(Stored items from a collection)

================================

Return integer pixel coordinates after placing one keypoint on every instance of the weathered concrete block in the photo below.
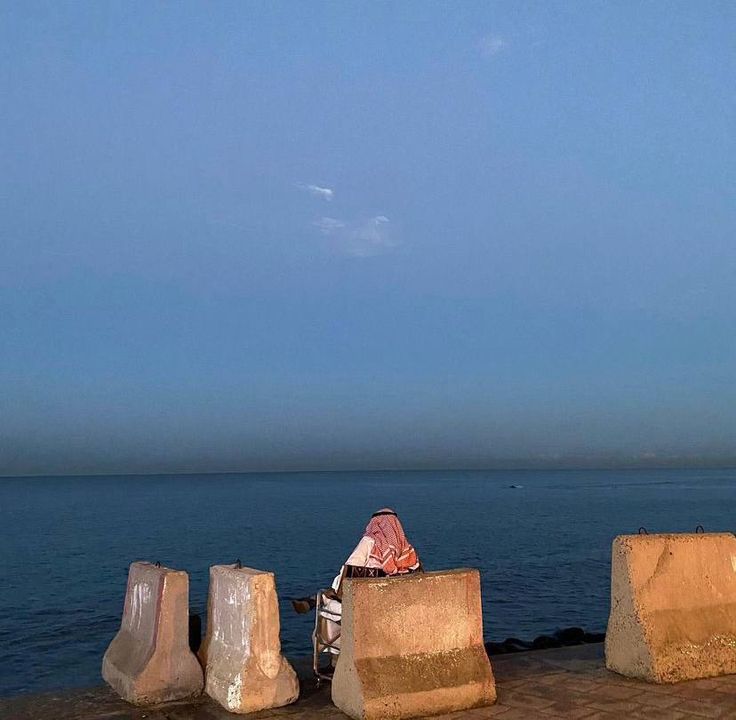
(673, 607)
(412, 646)
(149, 660)
(245, 670)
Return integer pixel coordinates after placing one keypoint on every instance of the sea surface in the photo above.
(541, 540)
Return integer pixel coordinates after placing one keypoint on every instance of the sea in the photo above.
(541, 540)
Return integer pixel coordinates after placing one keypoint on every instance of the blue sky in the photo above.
(341, 235)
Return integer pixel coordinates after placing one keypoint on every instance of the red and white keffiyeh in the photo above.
(391, 549)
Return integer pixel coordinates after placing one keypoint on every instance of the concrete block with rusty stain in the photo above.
(149, 660)
(245, 670)
(412, 646)
(673, 606)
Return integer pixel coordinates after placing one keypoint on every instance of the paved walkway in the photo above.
(566, 683)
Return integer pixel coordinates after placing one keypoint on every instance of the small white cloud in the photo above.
(362, 239)
(329, 225)
(492, 45)
(318, 191)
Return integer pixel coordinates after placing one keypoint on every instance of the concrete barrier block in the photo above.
(412, 646)
(149, 660)
(245, 669)
(673, 607)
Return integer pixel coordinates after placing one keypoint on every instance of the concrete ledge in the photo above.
(245, 670)
(412, 646)
(149, 660)
(673, 607)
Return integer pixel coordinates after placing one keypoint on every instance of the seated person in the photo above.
(383, 551)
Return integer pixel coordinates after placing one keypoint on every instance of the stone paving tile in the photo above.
(701, 709)
(652, 713)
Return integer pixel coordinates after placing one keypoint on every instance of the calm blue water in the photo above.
(543, 549)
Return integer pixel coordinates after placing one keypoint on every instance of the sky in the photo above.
(275, 235)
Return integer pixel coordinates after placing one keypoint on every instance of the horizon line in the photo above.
(726, 464)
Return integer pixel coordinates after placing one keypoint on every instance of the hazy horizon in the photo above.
(268, 235)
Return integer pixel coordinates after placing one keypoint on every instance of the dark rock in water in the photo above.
(516, 645)
(594, 637)
(561, 638)
(195, 632)
(571, 636)
(544, 642)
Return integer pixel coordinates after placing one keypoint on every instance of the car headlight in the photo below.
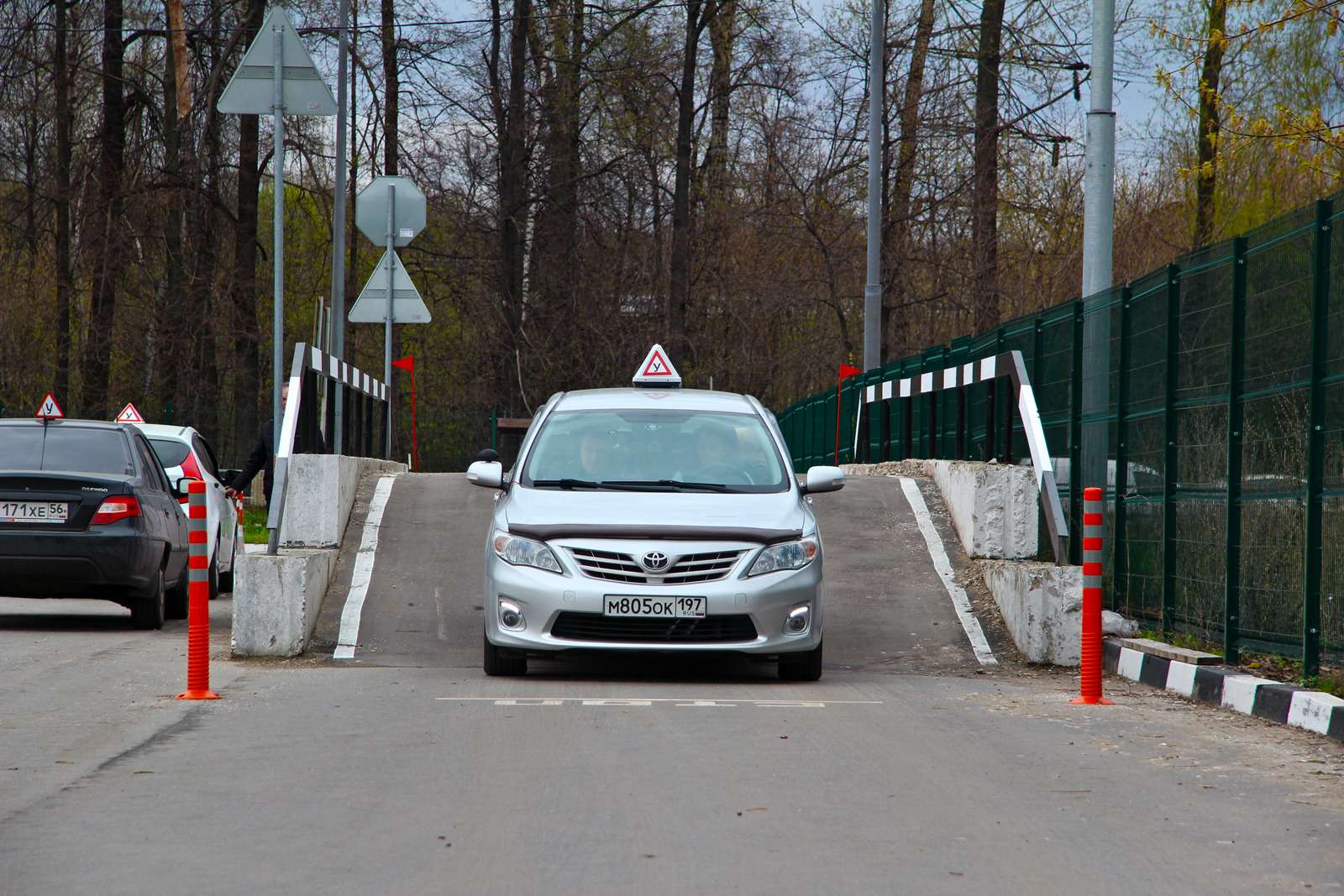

================================

# Short task
Rewrite all of the entries above, changing "integer pixel coordinates" to "whole-number pixel coordinates" and keeping everything else identical. Leave the pictures out of your answer.

# Reply
Return whole-number pixel coordinates after placing one keypoint on every instance of the weathered concrete block in the photo below.
(673, 607)
(412, 646)
(149, 660)
(245, 670)
Return whole-number pixel coordinates after placing one keypoint on every instance of the sea surface in the photo above.
(541, 540)
Return whole-number pixel coordinates after placing one keypoint on every instance of the sea in the photo above.
(541, 540)
Return whole-number pixel coordinates after placing one keypoint on every instance of the blue sky in the photo above.
(341, 235)
Return whole-number pixel coordinates after placing one keypoint on every instance of the red and white keffiyeh in the photo above.
(391, 549)
Return whole-number pixel coordinates after placing one keypoint on every instance of the concrete block with rusty stain in the photo above.
(149, 660)
(245, 670)
(412, 646)
(673, 606)
Return whole-number pixel coordinates after placing one keypoint on every instance of the paved walkway in the photo above.
(566, 683)
Return whole-number pixel coordinates after placing one keypoint on every instance of the small white cloud in the photo above.
(362, 239)
(329, 225)
(492, 45)
(318, 191)
Return whole-number pixel coordinates after placing one keypoint on every instance of the concrete barrier block in the photo above.
(412, 646)
(149, 660)
(245, 669)
(673, 607)
Return whole-number pixel coordinates after placing one keypoint on every instance of the concrete ledge in the photo above.
(245, 670)
(412, 646)
(149, 660)
(673, 607)
Return whole-number pixel coordinates after placing one keypoint on every instance of the seated person in the photo above.
(383, 551)
Return whole-number pixel coordinates after placing one keypoint on every instance of the stone paving tile in the photo above.
(701, 709)
(652, 713)
Return whole-number pixel coordinates after placing one keypoint on every instance of the calm blue water in the photo above.
(543, 549)
Return whole-number pixel coordinates after placing one keypoint on every instance of the sky in the photo above.
(275, 235)
Return whole-number pixel coordinates after placing one keypoint on every instance of the horizon line in the photo above.
(726, 464)
Return whole-number pixel coordinates after placing one keypoint on every instance of the hazy horizon in the photo above.
(268, 235)
Return whole-number pixel coordinates after placing one keypoint on every instance of the dark rock in water in the photo above.
(516, 645)
(594, 637)
(561, 638)
(195, 632)
(571, 636)
(544, 642)
Return whole-number pixel coordinates after placing one keypoint on every instance of the car headlight in the photo below.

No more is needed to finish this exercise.